▶ [Short task]:
Lay out each line of the entries below as a Markdown table with two columns, Row and Text. Number the rows in order and leave out blank lines.

▶ [The data]:

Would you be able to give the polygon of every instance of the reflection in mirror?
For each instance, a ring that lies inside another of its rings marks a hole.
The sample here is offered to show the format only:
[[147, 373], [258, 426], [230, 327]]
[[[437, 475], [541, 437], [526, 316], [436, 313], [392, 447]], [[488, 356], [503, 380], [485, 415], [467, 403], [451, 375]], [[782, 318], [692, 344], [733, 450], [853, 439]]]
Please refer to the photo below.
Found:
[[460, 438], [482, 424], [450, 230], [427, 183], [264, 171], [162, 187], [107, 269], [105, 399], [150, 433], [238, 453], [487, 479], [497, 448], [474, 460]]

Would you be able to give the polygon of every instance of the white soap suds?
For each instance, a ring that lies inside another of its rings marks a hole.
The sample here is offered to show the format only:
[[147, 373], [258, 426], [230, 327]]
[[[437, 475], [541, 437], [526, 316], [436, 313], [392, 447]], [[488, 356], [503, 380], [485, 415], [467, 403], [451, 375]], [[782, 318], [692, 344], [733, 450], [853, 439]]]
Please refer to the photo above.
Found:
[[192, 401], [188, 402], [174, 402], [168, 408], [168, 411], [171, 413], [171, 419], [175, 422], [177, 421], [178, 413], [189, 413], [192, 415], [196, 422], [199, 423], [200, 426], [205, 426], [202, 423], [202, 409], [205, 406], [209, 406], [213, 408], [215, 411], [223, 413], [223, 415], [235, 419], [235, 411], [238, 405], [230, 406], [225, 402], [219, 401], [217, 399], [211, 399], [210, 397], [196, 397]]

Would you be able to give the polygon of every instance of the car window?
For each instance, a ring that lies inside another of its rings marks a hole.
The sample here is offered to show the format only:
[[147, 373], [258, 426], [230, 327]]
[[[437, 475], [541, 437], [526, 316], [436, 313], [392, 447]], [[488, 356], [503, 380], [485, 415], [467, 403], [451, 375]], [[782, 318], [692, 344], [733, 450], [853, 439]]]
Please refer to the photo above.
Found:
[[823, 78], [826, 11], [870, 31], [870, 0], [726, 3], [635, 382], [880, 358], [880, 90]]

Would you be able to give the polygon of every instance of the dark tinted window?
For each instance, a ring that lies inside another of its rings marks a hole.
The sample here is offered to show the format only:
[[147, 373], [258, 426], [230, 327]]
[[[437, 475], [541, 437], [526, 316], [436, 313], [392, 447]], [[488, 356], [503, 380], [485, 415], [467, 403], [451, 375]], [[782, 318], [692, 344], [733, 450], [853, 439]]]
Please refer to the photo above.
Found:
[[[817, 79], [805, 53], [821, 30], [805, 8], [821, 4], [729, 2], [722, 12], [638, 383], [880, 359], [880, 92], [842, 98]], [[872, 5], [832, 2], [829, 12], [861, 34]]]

▶ [Result]:
| Row | Text |
|---|---|
| 1 | Would you be able to give the polygon of every instance of the reflection in mirror? |
| 2 | For each instance, a ring that lies inside another of its rings marks a hole. |
| 3 | The sample here is offered to show the format only: |
| 4 | [[147, 373], [258, 426], [230, 327]] |
| 5 | [[[437, 475], [541, 437], [526, 316], [436, 313], [392, 447]], [[488, 356], [503, 380], [485, 415], [467, 403], [451, 375]], [[782, 318], [692, 344], [733, 450], [853, 439]]] |
| 6 | Please refer to the photo below. |
| 7 | Found: |
| 8 | [[460, 438], [482, 424], [450, 230], [427, 183], [264, 171], [162, 187], [107, 269], [105, 399], [150, 433], [238, 453], [487, 479], [497, 448], [474, 460]] |
| 9 | Would you be able to give the polygon of every instance of the white soap suds? |
| 10 | For each instance, a ring that lies inside another of its rings marks a hole. |
| 11 | The sample here is offered to show the format only: |
| 12 | [[147, 373], [258, 426], [230, 327]] |
| 13 | [[[437, 475], [541, 437], [526, 316], [436, 313], [392, 447]], [[488, 356], [503, 380], [485, 415], [467, 403], [451, 375]], [[782, 318], [692, 344], [733, 450], [853, 439]]] |
| 14 | Please refer to the photo above. |
| 15 | Found: |
| 16 | [[192, 401], [188, 402], [174, 402], [168, 408], [168, 411], [171, 413], [171, 419], [175, 422], [177, 421], [178, 413], [189, 413], [192, 415], [196, 422], [199, 423], [200, 426], [205, 426], [202, 423], [202, 409], [205, 406], [209, 406], [213, 408], [215, 411], [223, 413], [223, 415], [235, 419], [235, 411], [238, 405], [230, 406], [225, 402], [219, 401], [217, 399], [211, 399], [210, 397], [196, 397]] |
| 17 | Would you be able to give the polygon of every instance of the car window? |
| 18 | For each instance, a ring that lies inside another of its rings marks a hole. |
| 19 | The sample here is offered to show the format only: |
| 20 | [[147, 373], [258, 426], [230, 327]] |
| 21 | [[[437, 475], [541, 437], [526, 316], [436, 313], [392, 447]], [[488, 356], [503, 380], [485, 415], [467, 403], [451, 375]], [[782, 318], [692, 344], [733, 450], [853, 439]]] |
| 22 | Please refer to the photo above. |
| 23 | Found: |
| 24 | [[823, 78], [826, 11], [870, 31], [870, 0], [726, 3], [635, 382], [880, 358], [880, 90]] |
| 25 | Would you be able to give the polygon of every instance of the dark tinted window? |
| 26 | For each instance, a ring that lies inside another of its rings marks a hole. |
| 27 | The sample here is offered to show the format only: |
| 28 | [[147, 373], [258, 426], [230, 327]] |
| 29 | [[[437, 475], [541, 437], [526, 316], [436, 313], [392, 447]], [[488, 356], [503, 380], [485, 415], [467, 403], [451, 375]], [[782, 318], [692, 344], [733, 450], [853, 439]]] |
| 30 | Please refer to the photo above. |
| 31 | Found: |
| 32 | [[[817, 79], [805, 53], [821, 30], [805, 8], [821, 4], [729, 2], [722, 12], [638, 383], [880, 359], [880, 92], [842, 98]], [[872, 5], [832, 2], [829, 12], [861, 34]]] |